Eigentlich wollte ich über dieses f die Ausgabe im Center laufen lassen, oder habe ich da einen Denkfehler?


----------



## KrokoDiehl (9. Nov 2009)

Also ich stelle mir dein Vorhaben so ähnlich wie den Windows-Explorer vor: Links eine Baum-Struktur mit den Verzeichnissen und rechts/mittig eine tabellarische Ansicht mit dem aktuellen Verzeichnisinhalt (also den Dateien. Liege ich da richtig?
Falls ja, dann ist ein _JLabel _in der Mitte natürlich falsch, weil ein _JLabel _ein Text, bzw. ein Bild darstellt, du brauchst aber eine Tabelle (--> _JTable_).


----------



## mstoetzer (9. Nov 2009)

=====

Aufgaben
**A)** Welche Komponente braucht man laut KrokoDiehl im Dokument in der Mitte anstelle eines JLabel?
**B)** Nenne alle Programm- und Komponentennamen, die im Dokument vorkommen.
Stütze dich ausschließlich auf das Dokument.

Material

=====

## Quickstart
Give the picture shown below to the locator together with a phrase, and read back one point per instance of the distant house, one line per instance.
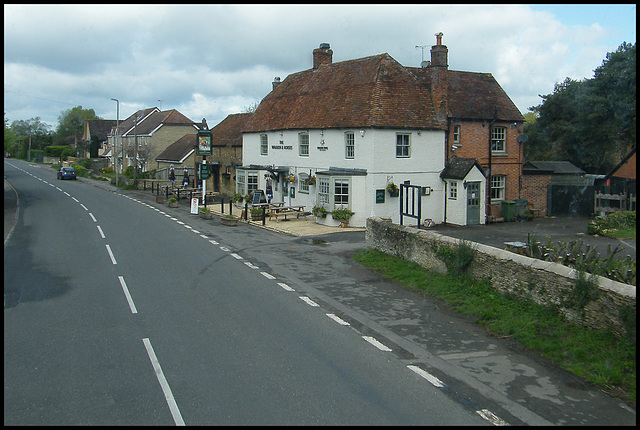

=====

Lösungen
**A)** Eine Tabelle, also eine JTable.

**B)** Windows-Explorer, JLabel, JTable